Aim - Render the following data as a numbered list, with one line per entry, omitting all blank lines and excluding the picture from the result.
>> Start Stored data
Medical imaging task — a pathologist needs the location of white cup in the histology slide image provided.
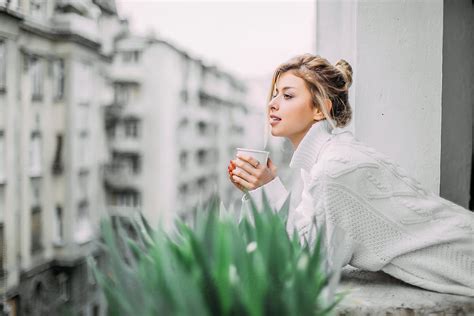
[236,148,270,166]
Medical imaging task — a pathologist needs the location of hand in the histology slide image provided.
[229,155,277,192]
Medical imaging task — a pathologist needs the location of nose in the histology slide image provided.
[268,97,279,110]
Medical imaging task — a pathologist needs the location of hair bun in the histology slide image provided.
[335,59,352,89]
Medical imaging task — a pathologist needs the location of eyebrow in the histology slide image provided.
[275,87,296,91]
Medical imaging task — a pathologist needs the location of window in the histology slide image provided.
[124,119,139,138]
[0,131,6,184]
[122,50,141,63]
[0,223,6,275]
[198,122,208,135]
[79,171,89,199]
[0,41,7,91]
[78,131,89,167]
[30,132,41,177]
[74,201,93,243]
[74,61,94,104]
[30,56,43,100]
[53,134,64,175]
[53,59,66,99]
[31,206,43,254]
[114,83,130,105]
[30,0,46,19]
[53,205,64,243]
[116,191,140,207]
[179,151,188,169]
[196,149,208,164]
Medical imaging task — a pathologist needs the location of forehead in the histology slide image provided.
>> End Stored data
Response to this exercise -
1. Medical imaging task — a pathologist needs the location of white cup in the histology slide image provided.
2. [236,148,270,166]
3. Medical imaging task — a pathologist needs the location of hand in the histology slide image provided.
4. [229,155,277,192]
5. Medical imaging task — a pathologist needs the location of nose in the histology slide image provided.
6. [268,97,279,110]
7. Medical imaging task — a pathologist needs the location of hair bun in the histology slide image provided.
8. [335,59,352,89]
9. Medical imaging task — a pathologist needs the location of eyebrow in the histology slide image provided.
10. [275,87,296,91]
11. Medical imaging task — a pathologist needs the location of window in the histology slide image provided.
12. [124,119,139,138]
13. [0,131,6,184]
14. [122,50,141,63]
15. [0,223,6,275]
16. [198,122,208,135]
17. [79,171,89,199]
18. [0,41,7,91]
19. [78,131,89,167]
20. [30,132,41,177]
21. [74,201,93,243]
22. [74,61,94,104]
23. [30,56,43,100]
24. [53,134,64,175]
25. [53,59,66,99]
26. [31,206,43,254]
27. [114,83,130,105]
28. [30,0,46,19]
29. [53,205,64,243]
30. [116,191,140,207]
31. [179,151,188,169]
32. [196,149,208,164]
33. Medical imaging task — a pathologist needs the location of forehead in the histology slide image provided.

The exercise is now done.